▶ **Stated exercise**
Please locate every row below that contains the word "insect" and copy each of those rows in full.

▶ **Data in this exercise**
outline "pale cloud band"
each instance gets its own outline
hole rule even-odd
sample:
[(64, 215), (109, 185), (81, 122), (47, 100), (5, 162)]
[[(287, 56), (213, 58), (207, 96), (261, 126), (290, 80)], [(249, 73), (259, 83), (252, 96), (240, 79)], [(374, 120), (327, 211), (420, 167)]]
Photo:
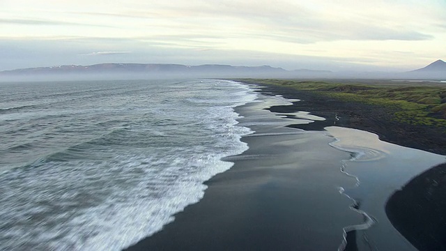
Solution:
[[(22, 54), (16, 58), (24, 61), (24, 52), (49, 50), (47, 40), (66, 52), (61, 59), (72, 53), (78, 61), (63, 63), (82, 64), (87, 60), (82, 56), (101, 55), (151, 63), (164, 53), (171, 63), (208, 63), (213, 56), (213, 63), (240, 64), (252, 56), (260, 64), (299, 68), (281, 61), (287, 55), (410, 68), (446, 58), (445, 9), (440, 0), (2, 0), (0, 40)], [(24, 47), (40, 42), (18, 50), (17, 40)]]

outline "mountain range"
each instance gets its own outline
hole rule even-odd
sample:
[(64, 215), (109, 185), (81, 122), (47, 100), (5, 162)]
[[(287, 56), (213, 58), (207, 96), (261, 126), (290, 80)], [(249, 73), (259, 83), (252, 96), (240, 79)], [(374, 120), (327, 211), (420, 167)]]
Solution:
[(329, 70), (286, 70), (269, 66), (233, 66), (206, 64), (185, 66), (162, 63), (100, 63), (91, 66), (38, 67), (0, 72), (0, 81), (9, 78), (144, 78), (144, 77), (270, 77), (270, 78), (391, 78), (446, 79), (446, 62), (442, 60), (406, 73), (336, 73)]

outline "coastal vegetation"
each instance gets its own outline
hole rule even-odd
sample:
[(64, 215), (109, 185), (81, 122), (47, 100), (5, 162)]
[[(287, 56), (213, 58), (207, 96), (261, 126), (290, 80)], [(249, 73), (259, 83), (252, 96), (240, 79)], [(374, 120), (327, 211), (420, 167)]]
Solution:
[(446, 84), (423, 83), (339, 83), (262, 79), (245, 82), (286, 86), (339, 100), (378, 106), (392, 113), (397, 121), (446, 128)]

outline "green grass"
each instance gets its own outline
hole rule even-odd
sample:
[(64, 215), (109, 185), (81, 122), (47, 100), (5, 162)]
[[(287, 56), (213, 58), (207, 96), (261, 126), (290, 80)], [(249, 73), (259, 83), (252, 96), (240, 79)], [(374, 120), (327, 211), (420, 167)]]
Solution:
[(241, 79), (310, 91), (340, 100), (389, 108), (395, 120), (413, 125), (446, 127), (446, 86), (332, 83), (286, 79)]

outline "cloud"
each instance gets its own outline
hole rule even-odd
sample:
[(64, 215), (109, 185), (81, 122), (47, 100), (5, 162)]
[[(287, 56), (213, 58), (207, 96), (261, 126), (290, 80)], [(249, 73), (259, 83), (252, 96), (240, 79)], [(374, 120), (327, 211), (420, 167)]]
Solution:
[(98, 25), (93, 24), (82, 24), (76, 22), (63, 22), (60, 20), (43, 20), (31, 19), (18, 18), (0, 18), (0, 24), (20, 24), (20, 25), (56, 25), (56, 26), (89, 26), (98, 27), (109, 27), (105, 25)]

---

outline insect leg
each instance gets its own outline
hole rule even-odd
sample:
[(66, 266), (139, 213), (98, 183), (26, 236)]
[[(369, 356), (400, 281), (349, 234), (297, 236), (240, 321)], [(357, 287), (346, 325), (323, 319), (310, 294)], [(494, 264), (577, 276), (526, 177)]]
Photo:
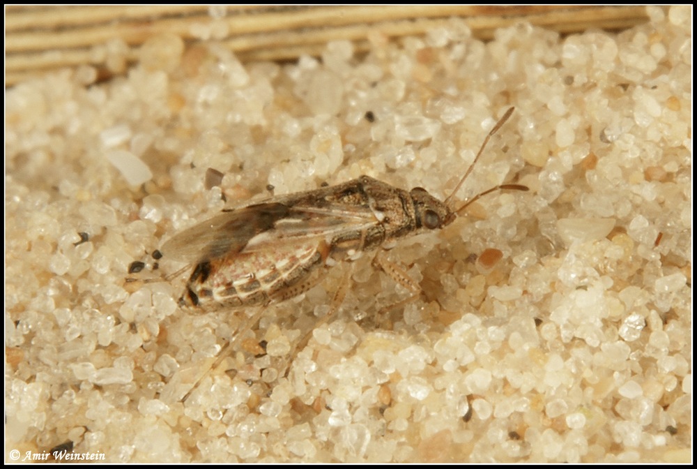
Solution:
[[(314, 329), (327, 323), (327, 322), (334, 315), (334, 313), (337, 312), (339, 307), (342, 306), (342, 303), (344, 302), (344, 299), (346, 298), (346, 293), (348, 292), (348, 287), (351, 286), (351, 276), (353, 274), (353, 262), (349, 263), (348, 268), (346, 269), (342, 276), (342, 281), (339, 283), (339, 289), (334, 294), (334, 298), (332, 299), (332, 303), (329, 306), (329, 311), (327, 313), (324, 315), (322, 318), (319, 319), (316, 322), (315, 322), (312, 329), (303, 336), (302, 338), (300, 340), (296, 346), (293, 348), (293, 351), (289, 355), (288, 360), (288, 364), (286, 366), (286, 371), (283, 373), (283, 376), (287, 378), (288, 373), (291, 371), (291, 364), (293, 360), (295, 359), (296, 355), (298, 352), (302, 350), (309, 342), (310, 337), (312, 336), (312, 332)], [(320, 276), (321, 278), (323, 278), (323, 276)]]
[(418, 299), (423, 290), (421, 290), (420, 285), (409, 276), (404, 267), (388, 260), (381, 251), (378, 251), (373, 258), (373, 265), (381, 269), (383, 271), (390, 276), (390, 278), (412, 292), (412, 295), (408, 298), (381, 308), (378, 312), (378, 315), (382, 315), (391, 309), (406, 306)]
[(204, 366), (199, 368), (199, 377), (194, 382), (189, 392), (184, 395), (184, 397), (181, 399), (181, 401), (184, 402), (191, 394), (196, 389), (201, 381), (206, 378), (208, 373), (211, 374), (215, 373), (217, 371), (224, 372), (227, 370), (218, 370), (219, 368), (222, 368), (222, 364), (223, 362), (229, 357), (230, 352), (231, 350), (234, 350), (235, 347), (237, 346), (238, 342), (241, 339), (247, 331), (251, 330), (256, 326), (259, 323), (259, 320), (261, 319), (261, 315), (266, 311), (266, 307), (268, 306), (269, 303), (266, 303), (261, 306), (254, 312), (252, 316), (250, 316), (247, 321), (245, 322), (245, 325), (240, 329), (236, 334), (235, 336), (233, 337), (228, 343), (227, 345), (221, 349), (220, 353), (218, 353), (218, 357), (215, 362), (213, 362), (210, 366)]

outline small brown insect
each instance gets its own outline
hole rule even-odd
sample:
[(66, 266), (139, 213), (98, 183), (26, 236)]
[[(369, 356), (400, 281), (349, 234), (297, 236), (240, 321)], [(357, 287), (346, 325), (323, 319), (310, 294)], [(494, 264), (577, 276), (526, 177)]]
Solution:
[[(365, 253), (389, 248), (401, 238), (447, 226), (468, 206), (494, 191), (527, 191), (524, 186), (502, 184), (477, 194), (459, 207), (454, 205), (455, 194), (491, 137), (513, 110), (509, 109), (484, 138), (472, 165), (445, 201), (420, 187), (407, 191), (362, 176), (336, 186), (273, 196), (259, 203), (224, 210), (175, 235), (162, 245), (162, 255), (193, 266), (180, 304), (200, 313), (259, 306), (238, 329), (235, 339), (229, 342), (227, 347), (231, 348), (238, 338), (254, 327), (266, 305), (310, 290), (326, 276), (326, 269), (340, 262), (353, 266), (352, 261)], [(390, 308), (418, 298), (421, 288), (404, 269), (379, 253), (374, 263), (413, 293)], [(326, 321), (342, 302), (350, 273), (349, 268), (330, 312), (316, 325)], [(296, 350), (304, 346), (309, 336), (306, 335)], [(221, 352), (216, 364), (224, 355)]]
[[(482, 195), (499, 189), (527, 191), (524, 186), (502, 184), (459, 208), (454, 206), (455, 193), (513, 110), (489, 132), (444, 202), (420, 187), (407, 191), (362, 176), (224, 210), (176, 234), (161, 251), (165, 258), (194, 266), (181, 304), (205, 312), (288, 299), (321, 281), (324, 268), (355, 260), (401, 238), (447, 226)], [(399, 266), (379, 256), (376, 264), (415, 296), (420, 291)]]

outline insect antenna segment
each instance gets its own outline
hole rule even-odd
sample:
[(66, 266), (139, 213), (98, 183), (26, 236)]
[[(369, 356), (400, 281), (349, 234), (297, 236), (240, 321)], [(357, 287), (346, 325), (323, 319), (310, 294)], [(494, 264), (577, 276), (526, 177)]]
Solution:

==

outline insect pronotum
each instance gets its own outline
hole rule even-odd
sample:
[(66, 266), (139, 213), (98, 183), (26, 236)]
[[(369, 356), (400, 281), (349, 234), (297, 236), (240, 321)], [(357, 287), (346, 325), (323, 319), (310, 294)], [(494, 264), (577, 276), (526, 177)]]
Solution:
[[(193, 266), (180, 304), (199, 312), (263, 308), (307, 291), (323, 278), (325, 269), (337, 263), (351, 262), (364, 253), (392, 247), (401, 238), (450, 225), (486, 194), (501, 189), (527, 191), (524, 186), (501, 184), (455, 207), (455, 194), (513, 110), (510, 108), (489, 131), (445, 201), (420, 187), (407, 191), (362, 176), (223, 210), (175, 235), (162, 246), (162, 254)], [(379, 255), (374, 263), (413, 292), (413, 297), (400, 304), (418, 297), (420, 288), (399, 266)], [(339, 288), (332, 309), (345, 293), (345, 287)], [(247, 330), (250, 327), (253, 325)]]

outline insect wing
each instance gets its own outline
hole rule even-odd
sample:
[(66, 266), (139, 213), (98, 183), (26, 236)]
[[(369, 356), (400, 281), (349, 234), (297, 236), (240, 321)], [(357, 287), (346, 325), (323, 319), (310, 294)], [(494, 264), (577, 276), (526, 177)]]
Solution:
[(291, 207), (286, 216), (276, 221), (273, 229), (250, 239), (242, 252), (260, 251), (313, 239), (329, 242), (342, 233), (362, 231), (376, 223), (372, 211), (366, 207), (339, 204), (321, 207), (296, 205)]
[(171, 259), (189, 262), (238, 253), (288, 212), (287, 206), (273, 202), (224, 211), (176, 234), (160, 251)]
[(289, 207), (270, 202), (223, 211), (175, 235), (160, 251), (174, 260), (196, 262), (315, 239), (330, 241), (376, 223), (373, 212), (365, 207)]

▶ **Task output**
outline insect leg
outline small brown insect
outline insect antenna segment
outline insect pronotum
outline insect wing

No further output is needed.